▸ Set exercise: Gather every line of the data below that contains the word "gift".
─── Record excerpts ───
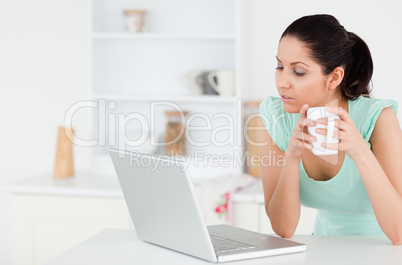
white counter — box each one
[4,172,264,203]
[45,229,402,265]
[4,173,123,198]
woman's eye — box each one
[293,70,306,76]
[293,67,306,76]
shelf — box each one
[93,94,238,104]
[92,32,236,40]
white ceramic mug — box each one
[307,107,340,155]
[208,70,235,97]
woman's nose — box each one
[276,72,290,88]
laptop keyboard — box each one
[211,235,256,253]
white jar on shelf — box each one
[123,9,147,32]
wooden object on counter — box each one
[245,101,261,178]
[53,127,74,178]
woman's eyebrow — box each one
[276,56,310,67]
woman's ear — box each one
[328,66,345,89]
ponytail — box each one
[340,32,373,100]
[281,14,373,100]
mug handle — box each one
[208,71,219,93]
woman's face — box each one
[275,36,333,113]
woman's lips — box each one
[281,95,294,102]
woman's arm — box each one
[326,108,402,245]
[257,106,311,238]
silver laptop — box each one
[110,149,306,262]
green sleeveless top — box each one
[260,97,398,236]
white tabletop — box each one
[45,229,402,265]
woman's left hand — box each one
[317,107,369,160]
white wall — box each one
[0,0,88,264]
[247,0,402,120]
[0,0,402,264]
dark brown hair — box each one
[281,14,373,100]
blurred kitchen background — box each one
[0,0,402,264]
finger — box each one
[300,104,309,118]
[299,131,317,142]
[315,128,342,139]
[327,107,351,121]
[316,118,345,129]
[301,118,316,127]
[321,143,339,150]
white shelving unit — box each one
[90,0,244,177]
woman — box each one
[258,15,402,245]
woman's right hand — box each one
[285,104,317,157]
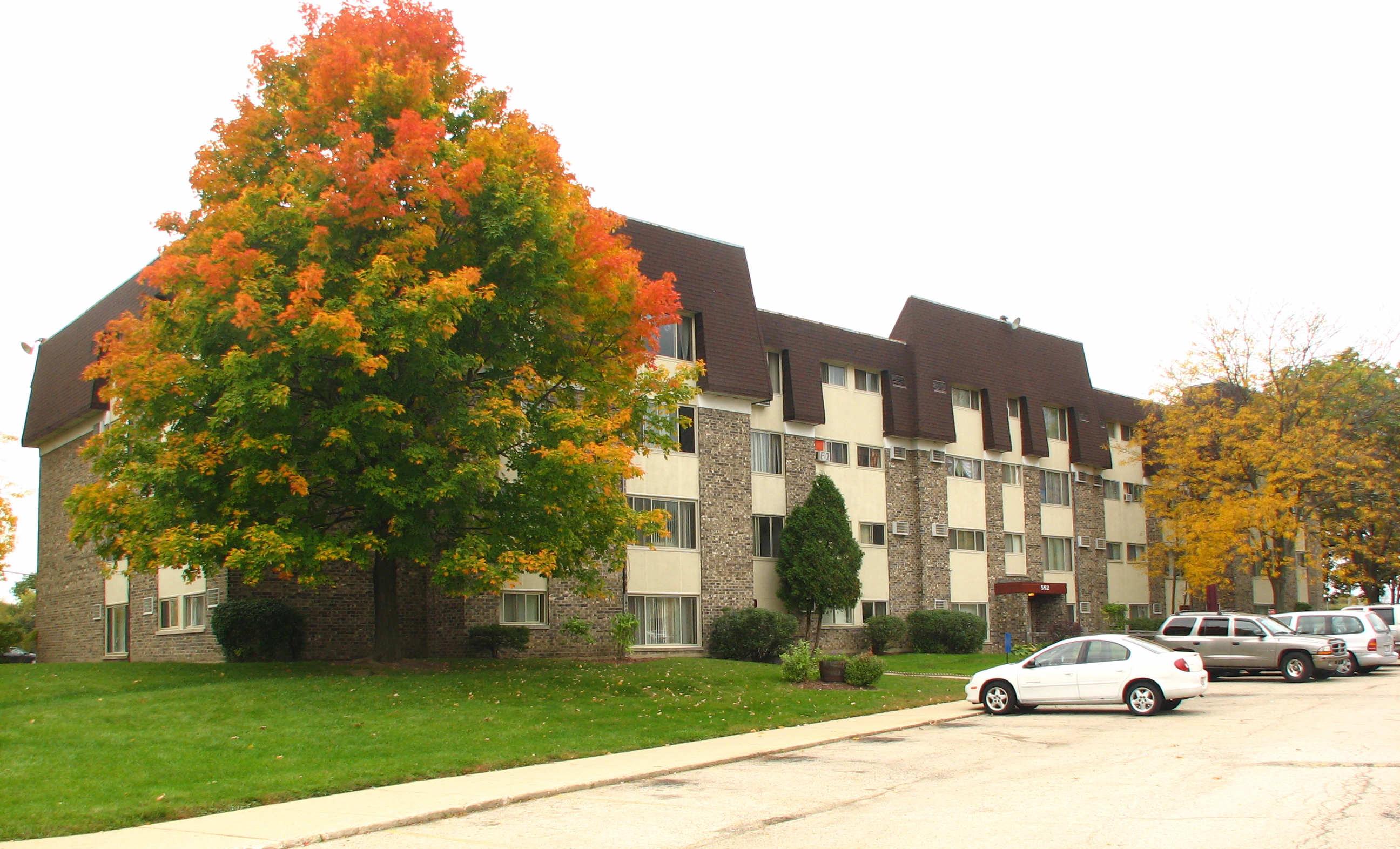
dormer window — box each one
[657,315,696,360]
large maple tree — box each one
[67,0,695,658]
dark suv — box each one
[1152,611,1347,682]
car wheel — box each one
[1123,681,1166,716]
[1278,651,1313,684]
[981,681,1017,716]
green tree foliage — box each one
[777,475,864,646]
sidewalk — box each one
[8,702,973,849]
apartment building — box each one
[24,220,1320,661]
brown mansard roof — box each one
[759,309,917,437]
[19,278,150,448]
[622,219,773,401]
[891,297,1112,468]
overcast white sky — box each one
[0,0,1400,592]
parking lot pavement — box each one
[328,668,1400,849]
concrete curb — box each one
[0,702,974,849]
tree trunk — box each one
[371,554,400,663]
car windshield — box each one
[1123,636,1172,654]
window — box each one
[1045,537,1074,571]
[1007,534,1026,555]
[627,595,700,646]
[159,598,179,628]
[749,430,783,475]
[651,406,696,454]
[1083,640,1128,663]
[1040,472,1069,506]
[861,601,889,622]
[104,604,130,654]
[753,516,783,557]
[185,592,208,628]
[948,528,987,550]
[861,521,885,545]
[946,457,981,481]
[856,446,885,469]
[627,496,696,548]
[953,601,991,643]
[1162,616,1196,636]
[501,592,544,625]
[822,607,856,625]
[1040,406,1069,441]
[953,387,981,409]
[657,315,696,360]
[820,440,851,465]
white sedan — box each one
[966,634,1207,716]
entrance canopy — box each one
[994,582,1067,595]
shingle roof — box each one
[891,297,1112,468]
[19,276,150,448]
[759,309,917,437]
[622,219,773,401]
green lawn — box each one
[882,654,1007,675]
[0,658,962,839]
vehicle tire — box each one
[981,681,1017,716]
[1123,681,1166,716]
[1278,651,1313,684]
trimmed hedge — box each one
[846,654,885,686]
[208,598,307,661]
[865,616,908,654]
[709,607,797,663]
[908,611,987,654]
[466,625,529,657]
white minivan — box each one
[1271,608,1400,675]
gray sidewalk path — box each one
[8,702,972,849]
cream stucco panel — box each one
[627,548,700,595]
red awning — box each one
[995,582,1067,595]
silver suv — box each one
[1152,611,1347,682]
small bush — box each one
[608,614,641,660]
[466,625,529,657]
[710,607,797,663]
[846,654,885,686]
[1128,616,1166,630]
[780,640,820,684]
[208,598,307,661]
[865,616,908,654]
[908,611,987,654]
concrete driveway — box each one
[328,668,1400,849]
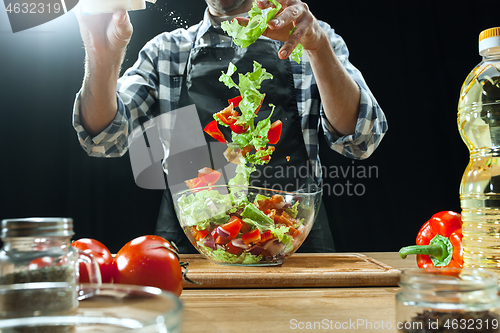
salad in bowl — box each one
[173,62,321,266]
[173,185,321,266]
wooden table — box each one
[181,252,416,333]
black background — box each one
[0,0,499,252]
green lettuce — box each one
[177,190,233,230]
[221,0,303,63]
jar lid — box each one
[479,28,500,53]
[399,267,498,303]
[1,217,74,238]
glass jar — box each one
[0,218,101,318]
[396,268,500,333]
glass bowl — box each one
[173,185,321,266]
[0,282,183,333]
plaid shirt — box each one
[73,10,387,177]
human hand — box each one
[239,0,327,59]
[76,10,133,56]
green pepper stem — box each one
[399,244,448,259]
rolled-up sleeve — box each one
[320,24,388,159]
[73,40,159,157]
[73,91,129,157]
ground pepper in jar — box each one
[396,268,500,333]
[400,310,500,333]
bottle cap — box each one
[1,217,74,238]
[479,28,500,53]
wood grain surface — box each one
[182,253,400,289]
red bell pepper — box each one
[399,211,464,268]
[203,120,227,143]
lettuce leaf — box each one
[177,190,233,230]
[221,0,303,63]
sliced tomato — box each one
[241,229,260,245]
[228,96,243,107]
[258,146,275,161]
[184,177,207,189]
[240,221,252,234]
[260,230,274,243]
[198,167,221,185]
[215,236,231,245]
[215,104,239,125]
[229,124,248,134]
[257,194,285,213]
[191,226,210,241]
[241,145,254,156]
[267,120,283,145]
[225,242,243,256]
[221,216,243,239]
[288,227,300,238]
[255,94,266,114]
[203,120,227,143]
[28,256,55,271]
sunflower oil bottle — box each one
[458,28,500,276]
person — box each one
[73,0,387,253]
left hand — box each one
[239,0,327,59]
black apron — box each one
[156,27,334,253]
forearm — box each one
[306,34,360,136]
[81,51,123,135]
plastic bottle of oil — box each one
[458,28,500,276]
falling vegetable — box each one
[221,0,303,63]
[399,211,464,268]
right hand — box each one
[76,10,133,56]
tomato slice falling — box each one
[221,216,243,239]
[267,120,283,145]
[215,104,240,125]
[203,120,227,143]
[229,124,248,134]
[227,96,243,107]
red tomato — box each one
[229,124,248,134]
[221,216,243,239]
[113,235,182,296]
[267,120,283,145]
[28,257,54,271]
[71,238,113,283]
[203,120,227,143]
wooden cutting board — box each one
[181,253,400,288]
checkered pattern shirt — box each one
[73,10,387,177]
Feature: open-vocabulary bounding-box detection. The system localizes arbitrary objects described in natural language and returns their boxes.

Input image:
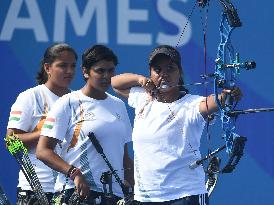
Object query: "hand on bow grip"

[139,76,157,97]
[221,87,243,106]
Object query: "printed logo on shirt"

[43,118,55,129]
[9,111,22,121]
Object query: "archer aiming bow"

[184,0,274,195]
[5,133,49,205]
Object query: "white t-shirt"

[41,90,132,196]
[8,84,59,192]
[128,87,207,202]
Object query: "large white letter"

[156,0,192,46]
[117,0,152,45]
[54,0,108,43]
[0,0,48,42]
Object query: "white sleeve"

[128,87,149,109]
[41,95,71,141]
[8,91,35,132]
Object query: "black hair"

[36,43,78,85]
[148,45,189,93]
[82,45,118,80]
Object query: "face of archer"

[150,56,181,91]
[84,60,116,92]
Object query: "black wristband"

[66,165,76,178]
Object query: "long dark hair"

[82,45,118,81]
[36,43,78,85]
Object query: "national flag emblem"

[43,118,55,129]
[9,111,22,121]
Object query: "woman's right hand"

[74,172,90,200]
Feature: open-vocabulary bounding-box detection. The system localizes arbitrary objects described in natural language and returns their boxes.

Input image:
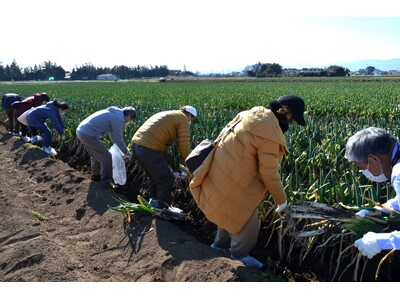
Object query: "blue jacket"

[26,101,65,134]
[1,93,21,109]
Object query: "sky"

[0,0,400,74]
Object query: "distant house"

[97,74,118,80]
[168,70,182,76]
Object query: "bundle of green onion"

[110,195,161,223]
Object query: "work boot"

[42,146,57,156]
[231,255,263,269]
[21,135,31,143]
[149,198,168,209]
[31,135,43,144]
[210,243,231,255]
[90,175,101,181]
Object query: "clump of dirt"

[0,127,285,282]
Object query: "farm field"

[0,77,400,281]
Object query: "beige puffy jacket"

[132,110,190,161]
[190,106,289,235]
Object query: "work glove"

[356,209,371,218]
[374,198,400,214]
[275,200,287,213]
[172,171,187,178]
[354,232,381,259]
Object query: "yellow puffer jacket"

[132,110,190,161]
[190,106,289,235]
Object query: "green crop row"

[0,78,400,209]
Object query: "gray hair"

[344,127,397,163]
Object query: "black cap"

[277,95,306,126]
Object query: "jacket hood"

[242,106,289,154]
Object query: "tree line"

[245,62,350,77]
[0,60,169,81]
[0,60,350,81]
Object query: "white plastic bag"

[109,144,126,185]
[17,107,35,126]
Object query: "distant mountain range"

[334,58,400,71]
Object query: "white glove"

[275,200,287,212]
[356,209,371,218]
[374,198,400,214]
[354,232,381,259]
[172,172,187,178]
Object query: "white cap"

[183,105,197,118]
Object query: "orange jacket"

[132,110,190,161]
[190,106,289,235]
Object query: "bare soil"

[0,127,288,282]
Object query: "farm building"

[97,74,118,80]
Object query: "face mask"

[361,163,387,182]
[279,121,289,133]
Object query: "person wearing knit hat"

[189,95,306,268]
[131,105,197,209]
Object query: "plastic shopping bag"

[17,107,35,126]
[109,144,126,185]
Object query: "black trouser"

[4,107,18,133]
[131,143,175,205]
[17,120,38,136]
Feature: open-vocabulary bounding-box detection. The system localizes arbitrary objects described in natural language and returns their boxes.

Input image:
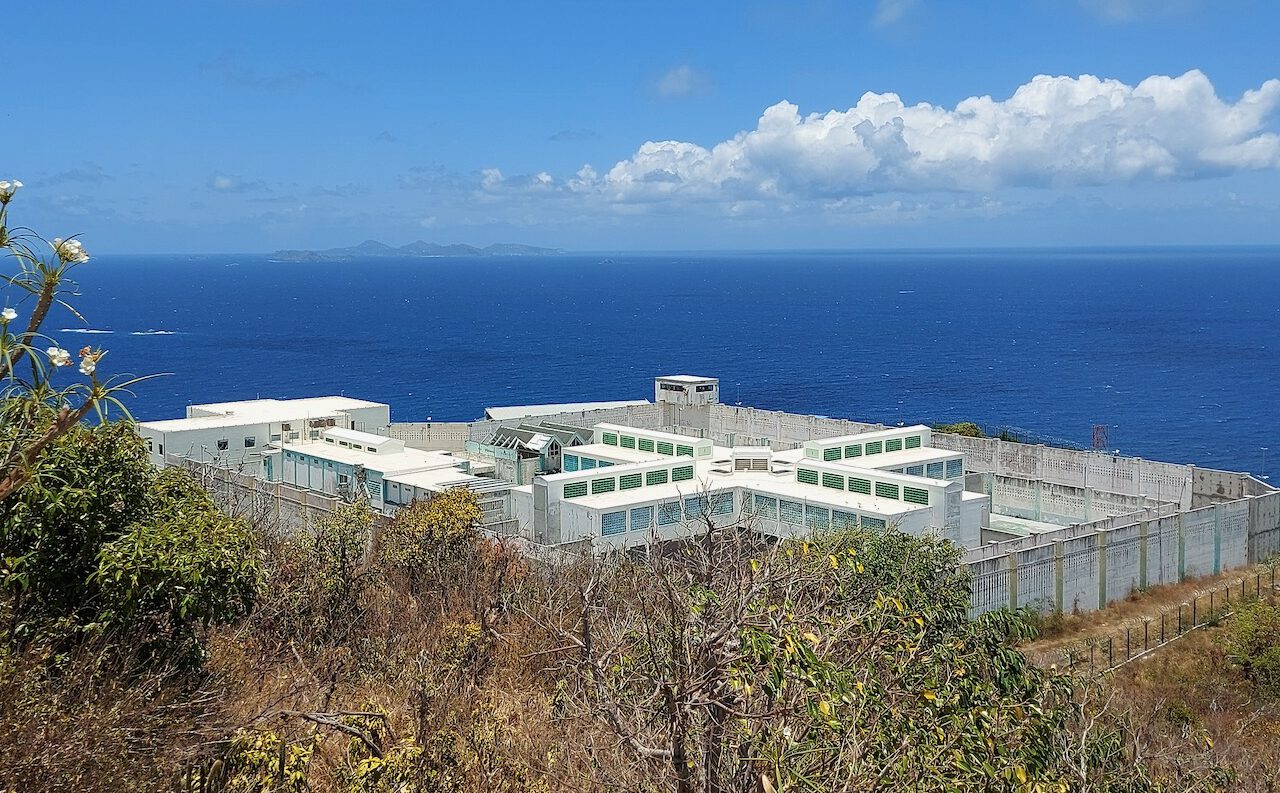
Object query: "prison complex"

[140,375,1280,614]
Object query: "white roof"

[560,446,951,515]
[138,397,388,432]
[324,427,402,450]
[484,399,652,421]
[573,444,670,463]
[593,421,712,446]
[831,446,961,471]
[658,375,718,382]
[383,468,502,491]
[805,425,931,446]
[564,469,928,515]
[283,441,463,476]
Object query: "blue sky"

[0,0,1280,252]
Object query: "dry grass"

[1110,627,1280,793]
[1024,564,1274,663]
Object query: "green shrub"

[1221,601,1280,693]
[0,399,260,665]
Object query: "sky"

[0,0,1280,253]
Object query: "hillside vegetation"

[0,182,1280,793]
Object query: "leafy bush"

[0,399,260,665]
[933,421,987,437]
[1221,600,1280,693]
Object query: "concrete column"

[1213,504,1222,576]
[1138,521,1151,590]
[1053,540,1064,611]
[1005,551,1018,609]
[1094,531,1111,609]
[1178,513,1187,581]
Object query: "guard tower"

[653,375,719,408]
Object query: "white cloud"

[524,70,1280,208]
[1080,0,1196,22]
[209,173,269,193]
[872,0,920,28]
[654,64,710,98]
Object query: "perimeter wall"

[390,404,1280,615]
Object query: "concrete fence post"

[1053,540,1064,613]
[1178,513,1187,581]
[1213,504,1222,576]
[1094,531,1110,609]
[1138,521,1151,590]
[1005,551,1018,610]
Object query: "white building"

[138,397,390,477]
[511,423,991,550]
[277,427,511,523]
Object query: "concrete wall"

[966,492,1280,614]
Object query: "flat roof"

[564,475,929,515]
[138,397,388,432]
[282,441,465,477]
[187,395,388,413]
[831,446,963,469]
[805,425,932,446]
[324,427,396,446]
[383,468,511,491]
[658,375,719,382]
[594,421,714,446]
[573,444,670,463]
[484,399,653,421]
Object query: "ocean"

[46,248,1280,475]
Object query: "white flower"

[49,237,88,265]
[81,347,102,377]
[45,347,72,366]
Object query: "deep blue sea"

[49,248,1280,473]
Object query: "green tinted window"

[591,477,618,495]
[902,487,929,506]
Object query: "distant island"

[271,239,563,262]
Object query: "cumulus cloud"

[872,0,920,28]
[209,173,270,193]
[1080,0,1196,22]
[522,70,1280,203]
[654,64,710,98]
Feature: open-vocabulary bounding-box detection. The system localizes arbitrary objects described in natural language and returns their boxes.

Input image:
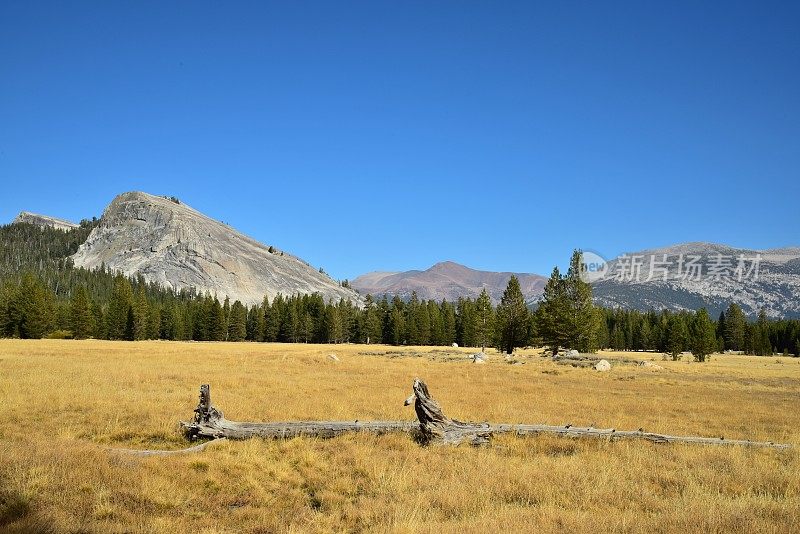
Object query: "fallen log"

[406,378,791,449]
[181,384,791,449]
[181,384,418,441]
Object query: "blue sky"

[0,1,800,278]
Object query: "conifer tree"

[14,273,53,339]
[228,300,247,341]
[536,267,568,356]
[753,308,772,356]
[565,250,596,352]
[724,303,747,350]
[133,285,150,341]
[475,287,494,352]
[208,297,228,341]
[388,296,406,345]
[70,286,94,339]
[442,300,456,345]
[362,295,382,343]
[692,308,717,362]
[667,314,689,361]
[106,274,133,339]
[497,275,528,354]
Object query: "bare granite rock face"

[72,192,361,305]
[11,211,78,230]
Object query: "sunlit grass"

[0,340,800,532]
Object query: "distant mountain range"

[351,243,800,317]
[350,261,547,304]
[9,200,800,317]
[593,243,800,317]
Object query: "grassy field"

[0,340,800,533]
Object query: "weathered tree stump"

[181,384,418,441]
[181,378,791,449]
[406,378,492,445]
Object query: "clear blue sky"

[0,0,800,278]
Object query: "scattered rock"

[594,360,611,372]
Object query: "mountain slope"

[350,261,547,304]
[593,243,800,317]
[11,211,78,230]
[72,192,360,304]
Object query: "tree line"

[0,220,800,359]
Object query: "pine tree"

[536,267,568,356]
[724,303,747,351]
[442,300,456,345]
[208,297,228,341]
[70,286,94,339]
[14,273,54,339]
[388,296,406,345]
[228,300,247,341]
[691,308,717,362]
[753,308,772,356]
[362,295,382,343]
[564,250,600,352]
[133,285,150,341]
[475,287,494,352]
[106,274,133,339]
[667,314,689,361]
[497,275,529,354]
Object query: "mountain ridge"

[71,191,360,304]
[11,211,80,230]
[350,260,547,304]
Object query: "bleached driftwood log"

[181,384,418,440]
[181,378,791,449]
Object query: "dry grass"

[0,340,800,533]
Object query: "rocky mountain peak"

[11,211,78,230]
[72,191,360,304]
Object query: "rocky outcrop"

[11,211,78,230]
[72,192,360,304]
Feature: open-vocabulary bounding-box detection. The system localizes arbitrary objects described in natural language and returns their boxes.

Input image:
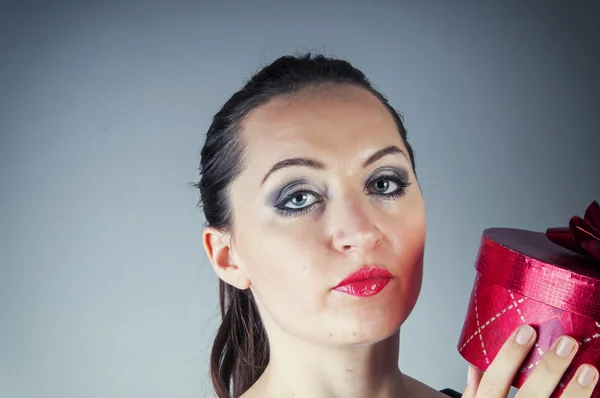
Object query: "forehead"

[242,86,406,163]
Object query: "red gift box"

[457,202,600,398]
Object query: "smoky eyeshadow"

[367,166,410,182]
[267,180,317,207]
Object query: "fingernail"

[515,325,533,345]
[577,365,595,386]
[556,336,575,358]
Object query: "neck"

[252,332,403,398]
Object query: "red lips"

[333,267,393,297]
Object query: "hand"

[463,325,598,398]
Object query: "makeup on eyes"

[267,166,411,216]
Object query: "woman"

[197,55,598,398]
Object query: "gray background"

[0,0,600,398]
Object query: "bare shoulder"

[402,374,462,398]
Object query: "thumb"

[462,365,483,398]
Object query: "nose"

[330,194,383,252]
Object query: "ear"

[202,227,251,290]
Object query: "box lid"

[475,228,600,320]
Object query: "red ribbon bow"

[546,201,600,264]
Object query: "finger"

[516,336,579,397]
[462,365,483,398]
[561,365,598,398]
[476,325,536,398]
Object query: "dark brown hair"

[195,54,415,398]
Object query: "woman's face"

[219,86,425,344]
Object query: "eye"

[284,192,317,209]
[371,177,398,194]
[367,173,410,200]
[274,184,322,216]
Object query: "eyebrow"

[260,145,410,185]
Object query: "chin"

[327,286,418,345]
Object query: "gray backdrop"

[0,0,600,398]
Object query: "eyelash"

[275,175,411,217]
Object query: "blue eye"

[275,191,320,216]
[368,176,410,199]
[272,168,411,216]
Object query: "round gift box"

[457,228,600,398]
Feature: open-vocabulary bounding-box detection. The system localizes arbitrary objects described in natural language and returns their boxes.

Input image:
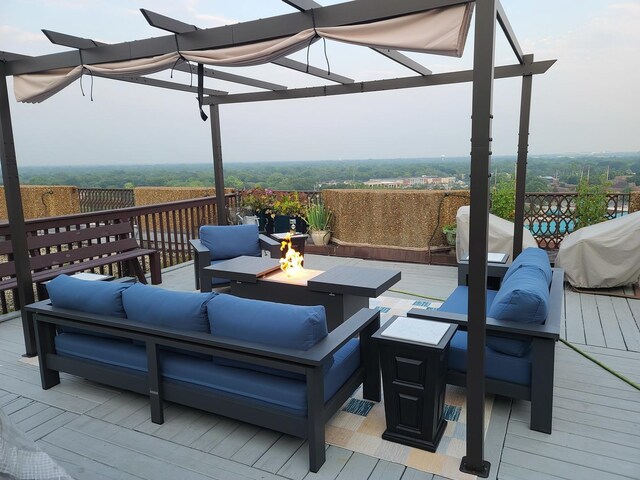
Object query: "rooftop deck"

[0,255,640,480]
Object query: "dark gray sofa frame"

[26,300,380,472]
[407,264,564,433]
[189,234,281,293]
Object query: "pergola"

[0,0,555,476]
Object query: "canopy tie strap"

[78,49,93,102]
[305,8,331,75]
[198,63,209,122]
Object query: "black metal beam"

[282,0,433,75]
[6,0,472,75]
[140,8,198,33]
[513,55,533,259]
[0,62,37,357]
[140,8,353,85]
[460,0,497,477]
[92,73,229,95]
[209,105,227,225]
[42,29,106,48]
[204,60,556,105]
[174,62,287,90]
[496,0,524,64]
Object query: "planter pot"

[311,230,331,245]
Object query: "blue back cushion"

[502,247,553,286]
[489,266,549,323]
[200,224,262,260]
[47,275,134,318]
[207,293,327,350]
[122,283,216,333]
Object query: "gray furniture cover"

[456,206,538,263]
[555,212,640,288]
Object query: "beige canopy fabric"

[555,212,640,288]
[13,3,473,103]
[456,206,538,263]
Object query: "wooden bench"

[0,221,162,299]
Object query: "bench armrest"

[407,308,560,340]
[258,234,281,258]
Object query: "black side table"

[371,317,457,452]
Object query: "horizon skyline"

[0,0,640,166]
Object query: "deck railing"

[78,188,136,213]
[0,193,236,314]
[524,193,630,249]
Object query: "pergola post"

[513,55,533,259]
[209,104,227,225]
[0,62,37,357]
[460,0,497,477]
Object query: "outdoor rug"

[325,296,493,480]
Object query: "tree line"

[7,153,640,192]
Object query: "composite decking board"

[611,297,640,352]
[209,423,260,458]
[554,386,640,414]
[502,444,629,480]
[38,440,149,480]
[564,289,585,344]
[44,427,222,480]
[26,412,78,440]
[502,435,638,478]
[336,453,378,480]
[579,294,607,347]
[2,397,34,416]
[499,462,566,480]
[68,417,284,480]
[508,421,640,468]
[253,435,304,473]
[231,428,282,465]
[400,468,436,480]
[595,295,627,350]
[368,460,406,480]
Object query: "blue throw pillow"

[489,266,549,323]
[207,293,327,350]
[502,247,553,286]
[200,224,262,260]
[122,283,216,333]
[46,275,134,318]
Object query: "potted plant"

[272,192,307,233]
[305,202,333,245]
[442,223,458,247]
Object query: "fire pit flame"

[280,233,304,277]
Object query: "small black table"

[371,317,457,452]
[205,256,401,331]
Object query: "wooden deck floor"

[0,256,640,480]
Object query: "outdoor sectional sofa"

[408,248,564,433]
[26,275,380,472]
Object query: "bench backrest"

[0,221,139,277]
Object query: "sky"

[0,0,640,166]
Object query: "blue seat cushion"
───
▸ Expected answer:
Object query: "red gift box"
Object query: "round gift box"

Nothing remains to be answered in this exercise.